ID News: July 2015

CCDR

Volume 41-7, July 2, 2015: Measles elimination

ID News

Ebola update

World Health Organization. Ebola situation report update June 17, 2015. (Summary)

There have been a total of 27,305 reported confirmed, probable and suspected cases of Ebola Virus Disease (EVD) in Guinea, Liberia and Sierra Leone with 11,169 reported deaths. (This total includes reported deaths among probable and suspected cases, although outcomes for many cases are unknown). In the week prior to June 14, a total of 10 new confirmed cases were reported in Guinea and 14 new cases in Sierra Leone. The total number of confirmed cases is similar in males and females. Compared with children (people aged 14 years and under), people aged 45 and over are four to five times more likely to be affected than children. A total of 869 confirmed health worker infections have been reported in Guinea, Liberia and Sierra Leone and there have been 507 reported deaths.

Boggild AK, Esposito DH, Kozarsky PE, Ansdell V, Beeching NJ, Campion D, et al. Differential diagnosis of illness in travelers arriving from Sierra Leone, Liberia, or Guinea: A cross-sectional study from the GeoSentinel Surveillance Network. Ann Intern Med. 2015 May12. doi: 10.7326/M15-0074. (Summary)

Objective: To define the spectrum of illness observed in persons returning from areas of West Africa where EVD transmission has been widespread.

Design: Frequencies of illnesses reported in 805 ill returned travellers and new immigrants from Sierra Leone, Liberia, or Guinea seen between September 2009 and August 2014 in 57 travel or tropical medicine clinics in 25 countries using GeoSentinel records.

Results: The most common specific diagnosis among 770 nonimmigrant travellers was malaria (n=310 [40.3%]), with Plasmodium falciparum or severe malaria in 267 (86%) and non-P. falciparum malaria in 43 (14%). Acute diarrhea was the second most common diagnosis among nonimmigrant travellers (n=95 [12.3%]). Common diagnoses, such as upper respiratory tract infection, urinary tract infection and influenza-like illness, occurred in only 26, nine and seven returning travellers, respectively. Few instances of typhoid fever (n=8), acute HIV infection (n=5) and dengue (n=2) were encountered.

Conclusion: Although EVD may currently drive clinical evaluation of ill travellers arriving from Sierra Leone, Liberia and Guinea, clinicians must be aware of other more common, potentially fatal diseases. Malaria remains a common diagnosis among travellers seen at GeoSentinel sites. Prompt exclusion of malaria and other life-threatening conditions is critical to limiting morbidity and mortality.

★ ★ ★ ★

→ What is being asked
In the Ebola update, how many confirmed health worker infections had been reported in Guinea, Liberia and Sierra Leone?

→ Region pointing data

★ ★ ★ ★

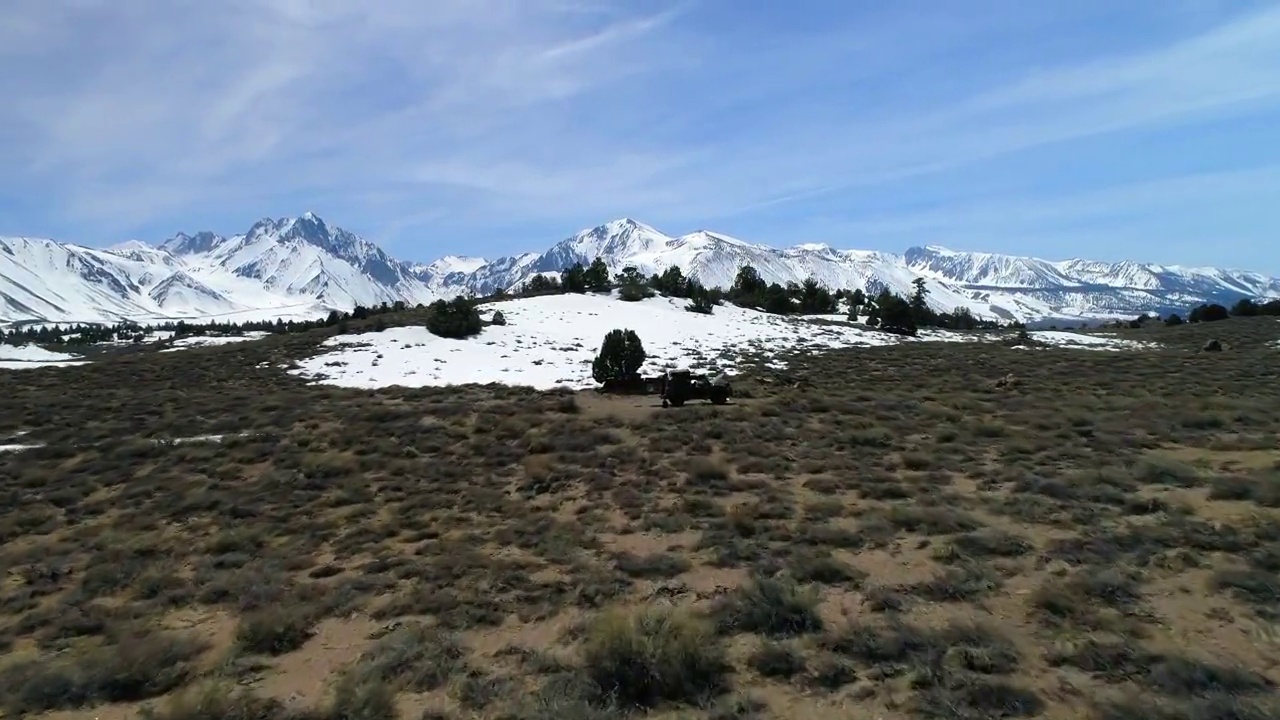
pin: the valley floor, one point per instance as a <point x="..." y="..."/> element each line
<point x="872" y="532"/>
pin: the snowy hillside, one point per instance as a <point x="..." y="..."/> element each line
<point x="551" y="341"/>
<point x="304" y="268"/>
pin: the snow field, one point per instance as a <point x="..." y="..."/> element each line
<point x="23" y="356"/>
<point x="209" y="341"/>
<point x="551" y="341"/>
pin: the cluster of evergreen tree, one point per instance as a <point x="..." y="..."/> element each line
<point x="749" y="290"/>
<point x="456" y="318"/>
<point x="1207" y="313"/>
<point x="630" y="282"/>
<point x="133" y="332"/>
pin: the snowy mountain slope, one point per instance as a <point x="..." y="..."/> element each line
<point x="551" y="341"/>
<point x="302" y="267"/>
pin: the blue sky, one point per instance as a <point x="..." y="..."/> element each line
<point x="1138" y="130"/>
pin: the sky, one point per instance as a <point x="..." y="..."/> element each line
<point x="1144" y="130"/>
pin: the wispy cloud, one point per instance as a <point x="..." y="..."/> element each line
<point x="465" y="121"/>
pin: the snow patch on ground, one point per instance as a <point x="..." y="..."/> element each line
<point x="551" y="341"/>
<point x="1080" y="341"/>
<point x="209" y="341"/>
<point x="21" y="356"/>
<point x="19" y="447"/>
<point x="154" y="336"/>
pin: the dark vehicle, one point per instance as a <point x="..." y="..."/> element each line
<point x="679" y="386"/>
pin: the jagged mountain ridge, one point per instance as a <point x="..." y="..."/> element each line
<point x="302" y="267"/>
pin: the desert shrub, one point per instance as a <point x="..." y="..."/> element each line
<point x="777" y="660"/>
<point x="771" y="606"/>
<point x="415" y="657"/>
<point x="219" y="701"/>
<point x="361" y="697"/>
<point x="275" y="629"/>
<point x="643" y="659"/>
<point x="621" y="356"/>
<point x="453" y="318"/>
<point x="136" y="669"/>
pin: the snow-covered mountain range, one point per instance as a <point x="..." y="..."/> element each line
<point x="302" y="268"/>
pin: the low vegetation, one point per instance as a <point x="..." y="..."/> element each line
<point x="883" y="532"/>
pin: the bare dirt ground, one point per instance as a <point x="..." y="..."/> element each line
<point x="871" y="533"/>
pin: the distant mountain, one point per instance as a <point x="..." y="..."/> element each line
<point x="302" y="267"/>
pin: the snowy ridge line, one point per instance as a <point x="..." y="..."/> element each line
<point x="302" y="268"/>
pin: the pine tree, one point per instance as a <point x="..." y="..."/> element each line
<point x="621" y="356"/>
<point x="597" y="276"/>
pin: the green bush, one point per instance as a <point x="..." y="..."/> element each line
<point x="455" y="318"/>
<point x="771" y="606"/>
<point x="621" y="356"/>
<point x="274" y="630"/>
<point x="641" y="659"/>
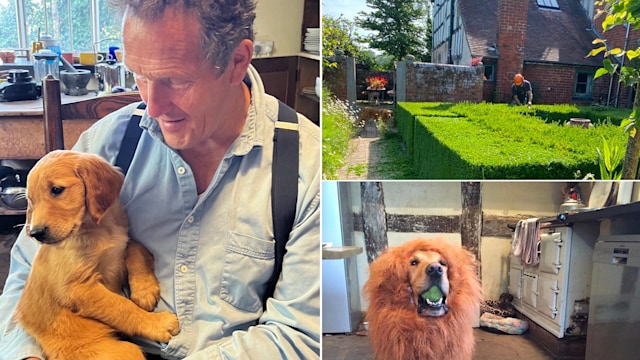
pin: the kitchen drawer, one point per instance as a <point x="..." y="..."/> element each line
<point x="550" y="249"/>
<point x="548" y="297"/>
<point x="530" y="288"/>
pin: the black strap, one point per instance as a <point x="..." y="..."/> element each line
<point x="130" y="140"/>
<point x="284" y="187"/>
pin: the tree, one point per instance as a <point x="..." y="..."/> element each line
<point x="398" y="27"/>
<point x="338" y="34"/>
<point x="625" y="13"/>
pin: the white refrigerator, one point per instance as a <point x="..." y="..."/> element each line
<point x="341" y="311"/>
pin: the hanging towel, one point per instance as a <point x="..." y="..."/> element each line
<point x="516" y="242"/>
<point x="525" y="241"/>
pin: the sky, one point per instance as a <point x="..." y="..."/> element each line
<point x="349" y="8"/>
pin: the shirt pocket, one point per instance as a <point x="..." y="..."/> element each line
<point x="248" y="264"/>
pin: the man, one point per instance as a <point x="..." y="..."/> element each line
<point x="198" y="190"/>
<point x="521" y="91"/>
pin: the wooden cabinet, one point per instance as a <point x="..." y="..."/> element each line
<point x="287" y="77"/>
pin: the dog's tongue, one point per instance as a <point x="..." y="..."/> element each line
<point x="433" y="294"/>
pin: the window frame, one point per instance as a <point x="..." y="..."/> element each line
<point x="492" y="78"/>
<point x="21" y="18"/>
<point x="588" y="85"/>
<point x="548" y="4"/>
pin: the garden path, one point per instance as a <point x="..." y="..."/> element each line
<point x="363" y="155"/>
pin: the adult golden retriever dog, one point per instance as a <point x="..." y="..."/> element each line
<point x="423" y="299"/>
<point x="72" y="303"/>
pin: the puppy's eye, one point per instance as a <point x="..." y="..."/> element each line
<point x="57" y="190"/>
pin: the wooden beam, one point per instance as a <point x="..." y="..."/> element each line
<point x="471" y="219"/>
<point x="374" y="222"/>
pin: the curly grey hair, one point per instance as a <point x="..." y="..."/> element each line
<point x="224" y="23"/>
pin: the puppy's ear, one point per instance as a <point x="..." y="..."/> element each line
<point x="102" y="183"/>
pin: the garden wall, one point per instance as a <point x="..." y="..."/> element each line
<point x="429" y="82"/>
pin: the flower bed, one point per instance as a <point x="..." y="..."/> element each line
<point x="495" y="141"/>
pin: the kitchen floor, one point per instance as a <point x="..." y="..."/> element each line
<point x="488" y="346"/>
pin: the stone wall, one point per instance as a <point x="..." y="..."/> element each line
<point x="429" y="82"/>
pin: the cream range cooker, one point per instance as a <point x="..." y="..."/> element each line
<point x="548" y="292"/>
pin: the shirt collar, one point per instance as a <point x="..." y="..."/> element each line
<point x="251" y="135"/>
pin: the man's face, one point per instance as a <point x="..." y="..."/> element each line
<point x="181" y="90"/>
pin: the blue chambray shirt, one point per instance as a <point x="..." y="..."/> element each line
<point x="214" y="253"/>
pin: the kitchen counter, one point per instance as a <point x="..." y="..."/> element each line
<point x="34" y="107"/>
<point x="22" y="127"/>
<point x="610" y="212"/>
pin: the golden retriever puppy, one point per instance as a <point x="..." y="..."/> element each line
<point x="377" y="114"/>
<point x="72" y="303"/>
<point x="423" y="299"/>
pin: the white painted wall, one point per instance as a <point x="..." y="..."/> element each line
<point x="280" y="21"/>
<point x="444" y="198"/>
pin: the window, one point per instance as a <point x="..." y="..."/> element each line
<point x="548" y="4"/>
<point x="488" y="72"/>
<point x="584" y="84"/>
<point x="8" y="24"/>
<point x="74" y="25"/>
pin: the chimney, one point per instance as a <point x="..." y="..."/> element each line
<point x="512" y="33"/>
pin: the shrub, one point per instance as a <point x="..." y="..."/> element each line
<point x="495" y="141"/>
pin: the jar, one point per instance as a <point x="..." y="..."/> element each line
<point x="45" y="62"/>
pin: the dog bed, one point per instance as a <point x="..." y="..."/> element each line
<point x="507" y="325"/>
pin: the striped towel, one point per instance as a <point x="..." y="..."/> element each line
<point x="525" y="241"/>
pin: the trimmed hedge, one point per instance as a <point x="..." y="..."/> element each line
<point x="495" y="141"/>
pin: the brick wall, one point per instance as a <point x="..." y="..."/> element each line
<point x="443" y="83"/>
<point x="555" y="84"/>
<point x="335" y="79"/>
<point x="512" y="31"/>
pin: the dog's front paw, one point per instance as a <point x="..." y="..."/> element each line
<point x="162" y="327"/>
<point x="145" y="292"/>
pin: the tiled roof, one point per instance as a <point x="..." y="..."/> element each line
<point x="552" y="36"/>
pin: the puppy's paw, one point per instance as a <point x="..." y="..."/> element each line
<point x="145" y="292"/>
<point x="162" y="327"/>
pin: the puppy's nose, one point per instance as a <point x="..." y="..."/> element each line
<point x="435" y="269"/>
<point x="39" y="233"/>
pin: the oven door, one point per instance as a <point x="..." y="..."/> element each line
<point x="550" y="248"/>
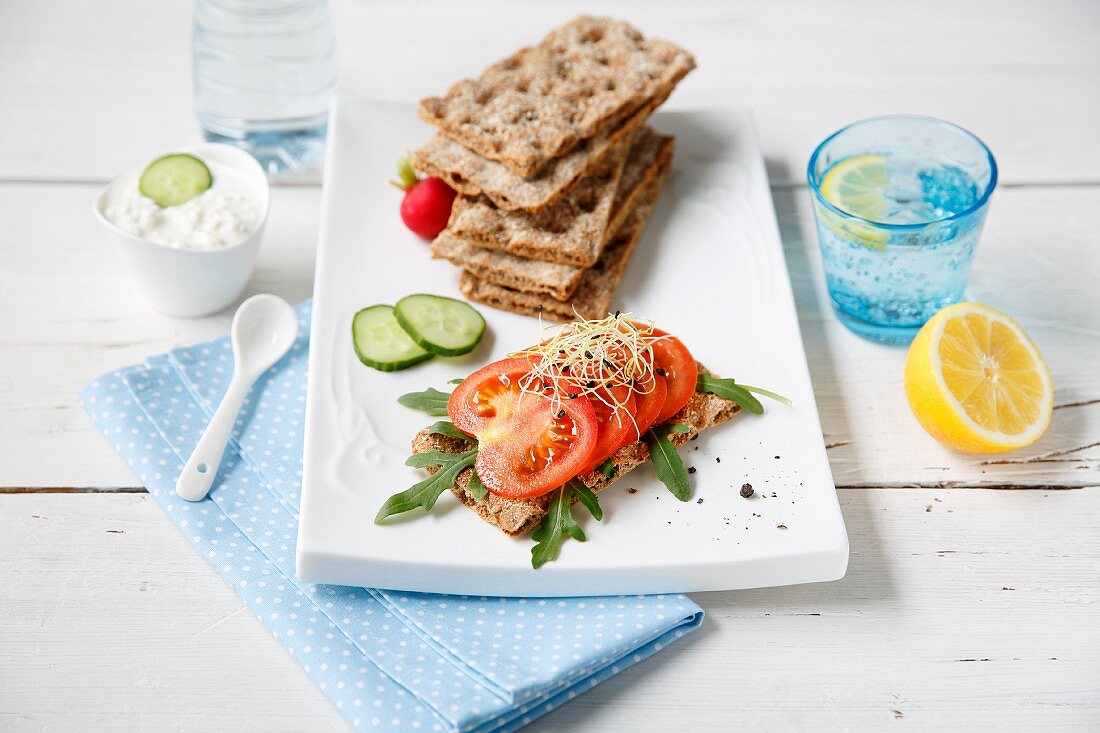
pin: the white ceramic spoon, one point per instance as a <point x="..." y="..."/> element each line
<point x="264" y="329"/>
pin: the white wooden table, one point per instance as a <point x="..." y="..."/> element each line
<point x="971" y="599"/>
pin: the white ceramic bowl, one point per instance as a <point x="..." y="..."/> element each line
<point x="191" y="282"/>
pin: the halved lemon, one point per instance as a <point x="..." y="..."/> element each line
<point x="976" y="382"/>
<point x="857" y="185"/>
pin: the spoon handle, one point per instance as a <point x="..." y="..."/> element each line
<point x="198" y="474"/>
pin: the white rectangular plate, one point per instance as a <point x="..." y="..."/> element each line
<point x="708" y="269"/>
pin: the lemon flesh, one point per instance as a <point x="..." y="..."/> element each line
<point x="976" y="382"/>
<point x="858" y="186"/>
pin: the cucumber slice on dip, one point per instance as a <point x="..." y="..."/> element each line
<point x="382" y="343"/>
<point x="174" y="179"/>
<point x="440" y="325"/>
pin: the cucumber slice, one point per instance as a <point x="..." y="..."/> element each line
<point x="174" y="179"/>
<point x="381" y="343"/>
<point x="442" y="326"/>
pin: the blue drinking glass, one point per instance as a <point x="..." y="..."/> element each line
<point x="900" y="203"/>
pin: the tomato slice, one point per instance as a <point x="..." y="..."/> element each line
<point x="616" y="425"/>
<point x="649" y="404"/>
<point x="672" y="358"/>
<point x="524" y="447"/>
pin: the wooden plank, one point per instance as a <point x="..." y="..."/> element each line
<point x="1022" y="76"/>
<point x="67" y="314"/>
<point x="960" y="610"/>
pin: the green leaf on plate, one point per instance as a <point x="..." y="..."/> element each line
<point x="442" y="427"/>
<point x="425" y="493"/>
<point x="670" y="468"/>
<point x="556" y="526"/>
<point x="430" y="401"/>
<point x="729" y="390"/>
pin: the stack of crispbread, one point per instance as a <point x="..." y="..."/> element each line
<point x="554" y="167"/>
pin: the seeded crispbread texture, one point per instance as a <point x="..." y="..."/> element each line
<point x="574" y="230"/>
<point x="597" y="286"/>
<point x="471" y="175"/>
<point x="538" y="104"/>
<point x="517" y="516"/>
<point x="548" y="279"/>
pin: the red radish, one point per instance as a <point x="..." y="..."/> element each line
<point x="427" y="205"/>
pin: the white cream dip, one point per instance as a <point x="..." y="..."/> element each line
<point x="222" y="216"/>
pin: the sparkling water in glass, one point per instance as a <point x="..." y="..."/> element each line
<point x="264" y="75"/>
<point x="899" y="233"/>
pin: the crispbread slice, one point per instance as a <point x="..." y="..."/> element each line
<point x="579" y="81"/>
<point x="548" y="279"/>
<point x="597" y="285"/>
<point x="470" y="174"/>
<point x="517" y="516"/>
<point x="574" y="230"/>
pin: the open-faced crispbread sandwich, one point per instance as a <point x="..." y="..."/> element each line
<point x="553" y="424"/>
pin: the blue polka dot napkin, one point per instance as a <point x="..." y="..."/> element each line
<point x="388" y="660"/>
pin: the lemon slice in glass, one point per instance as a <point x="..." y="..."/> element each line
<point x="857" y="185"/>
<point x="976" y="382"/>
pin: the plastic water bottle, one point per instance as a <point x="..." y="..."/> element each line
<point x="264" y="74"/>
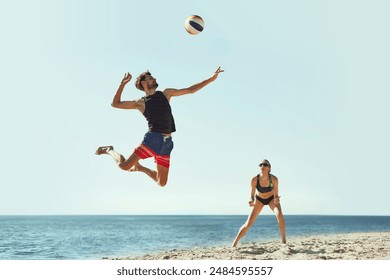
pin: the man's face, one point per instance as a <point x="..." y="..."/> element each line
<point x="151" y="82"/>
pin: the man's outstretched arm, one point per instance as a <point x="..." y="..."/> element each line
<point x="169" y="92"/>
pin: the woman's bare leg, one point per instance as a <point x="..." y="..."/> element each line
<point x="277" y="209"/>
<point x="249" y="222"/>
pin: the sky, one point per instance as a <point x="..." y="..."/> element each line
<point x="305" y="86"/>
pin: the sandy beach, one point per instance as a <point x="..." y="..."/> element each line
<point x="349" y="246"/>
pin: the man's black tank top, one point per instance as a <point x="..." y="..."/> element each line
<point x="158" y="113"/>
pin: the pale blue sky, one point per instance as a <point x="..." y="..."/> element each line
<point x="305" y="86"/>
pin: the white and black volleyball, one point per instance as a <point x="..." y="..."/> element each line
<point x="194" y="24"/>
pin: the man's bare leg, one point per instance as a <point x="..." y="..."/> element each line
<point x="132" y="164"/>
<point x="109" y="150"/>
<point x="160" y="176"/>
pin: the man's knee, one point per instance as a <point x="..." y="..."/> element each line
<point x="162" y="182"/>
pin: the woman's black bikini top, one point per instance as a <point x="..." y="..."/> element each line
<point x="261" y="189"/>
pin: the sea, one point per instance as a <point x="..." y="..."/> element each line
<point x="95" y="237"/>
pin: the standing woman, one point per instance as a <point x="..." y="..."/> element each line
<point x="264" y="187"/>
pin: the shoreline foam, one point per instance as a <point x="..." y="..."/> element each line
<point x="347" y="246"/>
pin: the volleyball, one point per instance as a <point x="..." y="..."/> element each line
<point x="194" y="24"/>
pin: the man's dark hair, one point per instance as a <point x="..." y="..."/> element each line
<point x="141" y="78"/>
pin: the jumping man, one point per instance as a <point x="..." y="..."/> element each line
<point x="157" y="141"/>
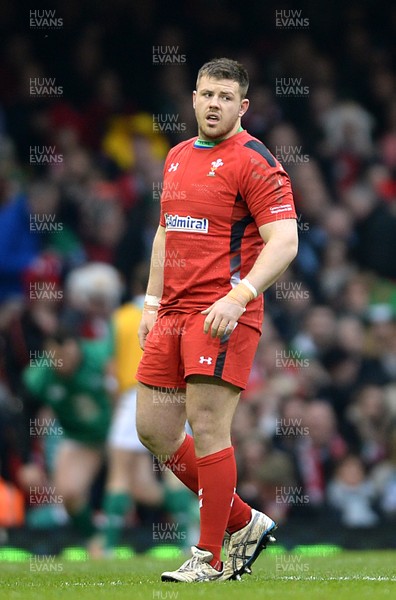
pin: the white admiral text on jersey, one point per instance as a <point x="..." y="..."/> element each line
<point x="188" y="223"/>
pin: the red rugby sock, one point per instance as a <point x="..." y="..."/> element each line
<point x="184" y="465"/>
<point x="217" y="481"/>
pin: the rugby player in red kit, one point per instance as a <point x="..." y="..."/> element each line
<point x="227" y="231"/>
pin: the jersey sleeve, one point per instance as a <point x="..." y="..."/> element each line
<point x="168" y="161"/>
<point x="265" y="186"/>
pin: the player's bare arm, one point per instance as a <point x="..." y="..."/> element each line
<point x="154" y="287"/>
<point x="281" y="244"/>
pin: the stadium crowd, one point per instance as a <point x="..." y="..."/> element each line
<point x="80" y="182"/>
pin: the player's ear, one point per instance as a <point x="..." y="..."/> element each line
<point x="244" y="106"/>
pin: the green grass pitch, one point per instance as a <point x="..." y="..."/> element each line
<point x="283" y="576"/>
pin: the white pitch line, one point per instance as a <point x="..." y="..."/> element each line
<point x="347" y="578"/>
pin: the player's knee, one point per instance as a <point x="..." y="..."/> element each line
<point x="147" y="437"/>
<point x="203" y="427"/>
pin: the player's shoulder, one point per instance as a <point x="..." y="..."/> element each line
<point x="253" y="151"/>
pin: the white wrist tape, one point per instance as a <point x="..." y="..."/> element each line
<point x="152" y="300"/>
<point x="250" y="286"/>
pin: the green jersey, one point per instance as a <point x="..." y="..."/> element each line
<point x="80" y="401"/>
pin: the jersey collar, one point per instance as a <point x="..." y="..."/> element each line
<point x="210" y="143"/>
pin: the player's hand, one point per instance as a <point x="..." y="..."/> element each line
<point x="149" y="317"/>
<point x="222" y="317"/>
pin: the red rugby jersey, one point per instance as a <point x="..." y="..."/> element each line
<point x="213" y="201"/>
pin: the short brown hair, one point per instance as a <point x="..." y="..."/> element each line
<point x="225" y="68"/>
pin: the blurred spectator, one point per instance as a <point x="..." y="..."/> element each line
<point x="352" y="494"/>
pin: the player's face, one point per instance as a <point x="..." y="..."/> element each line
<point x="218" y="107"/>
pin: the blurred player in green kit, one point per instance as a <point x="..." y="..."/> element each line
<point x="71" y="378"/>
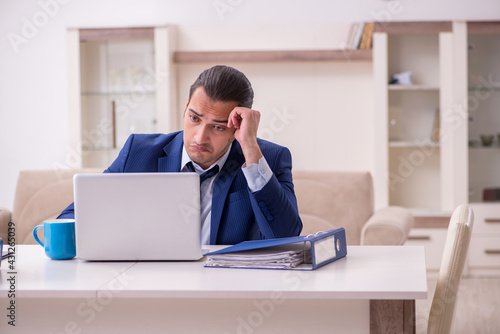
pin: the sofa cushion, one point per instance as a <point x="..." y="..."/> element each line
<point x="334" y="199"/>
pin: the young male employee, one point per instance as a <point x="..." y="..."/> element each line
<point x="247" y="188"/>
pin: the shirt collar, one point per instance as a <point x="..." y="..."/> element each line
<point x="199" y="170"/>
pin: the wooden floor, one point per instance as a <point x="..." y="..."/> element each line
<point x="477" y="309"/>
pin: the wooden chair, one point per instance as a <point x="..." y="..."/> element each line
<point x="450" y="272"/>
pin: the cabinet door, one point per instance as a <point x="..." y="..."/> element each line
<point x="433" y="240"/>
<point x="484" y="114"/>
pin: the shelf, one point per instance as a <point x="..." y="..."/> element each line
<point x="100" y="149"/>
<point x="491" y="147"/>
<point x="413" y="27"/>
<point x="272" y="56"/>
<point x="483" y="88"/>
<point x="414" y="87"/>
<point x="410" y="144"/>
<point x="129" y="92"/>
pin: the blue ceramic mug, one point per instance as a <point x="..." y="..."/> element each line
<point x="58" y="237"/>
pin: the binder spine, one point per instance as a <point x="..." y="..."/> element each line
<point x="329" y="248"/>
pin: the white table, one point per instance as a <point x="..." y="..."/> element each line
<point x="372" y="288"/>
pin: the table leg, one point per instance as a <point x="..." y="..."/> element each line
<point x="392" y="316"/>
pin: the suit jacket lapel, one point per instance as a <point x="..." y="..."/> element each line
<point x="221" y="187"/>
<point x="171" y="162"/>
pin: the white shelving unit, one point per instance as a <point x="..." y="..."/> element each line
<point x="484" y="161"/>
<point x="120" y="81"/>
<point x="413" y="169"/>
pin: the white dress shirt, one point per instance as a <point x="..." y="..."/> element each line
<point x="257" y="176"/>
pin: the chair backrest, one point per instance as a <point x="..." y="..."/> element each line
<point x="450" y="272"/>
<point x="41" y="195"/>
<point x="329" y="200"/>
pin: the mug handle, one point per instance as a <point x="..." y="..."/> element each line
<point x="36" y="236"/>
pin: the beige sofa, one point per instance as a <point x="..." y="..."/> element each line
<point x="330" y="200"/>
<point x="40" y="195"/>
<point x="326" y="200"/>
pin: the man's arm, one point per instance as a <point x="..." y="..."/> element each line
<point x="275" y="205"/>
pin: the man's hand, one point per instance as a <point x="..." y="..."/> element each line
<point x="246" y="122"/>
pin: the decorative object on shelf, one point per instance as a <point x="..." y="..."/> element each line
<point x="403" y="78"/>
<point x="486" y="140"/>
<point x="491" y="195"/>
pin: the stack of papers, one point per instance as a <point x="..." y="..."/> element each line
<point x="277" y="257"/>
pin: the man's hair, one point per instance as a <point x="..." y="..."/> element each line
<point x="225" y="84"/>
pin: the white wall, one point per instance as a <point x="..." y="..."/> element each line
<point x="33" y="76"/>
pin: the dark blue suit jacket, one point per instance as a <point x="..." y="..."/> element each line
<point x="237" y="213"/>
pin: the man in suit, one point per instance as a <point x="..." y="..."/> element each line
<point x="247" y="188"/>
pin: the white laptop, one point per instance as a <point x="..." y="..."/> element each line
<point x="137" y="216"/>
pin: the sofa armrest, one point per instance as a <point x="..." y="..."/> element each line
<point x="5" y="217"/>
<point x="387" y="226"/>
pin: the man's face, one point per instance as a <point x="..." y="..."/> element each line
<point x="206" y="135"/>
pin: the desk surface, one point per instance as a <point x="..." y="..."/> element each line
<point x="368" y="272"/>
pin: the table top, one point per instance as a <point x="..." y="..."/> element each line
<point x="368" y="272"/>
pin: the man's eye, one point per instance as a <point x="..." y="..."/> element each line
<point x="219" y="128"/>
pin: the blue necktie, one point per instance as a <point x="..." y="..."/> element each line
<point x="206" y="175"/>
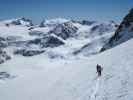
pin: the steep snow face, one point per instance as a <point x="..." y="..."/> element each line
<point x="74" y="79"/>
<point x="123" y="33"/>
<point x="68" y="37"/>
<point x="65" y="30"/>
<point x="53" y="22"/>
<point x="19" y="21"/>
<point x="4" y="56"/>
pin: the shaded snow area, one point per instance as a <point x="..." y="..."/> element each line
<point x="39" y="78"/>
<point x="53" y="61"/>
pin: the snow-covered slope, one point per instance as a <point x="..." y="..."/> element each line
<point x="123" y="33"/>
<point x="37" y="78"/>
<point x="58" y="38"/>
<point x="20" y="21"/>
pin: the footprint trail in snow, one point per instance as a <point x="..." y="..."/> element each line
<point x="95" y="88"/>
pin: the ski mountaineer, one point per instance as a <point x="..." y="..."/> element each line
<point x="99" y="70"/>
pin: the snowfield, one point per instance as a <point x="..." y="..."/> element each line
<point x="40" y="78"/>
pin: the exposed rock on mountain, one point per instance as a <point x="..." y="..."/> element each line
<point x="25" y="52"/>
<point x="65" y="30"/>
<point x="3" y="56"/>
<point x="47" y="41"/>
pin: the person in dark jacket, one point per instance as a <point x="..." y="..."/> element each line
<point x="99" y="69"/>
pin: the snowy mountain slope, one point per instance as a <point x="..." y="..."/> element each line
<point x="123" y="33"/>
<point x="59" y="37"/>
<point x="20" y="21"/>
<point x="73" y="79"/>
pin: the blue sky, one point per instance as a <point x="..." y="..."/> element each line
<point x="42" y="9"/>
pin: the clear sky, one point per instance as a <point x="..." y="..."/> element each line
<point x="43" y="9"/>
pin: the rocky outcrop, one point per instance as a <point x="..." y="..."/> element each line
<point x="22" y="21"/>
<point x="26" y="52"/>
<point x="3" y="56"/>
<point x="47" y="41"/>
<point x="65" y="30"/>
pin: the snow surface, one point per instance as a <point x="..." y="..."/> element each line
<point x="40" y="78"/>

★ ★ ★ ★

→ Answer to this problem
869 confirmed health worker infections had been reported.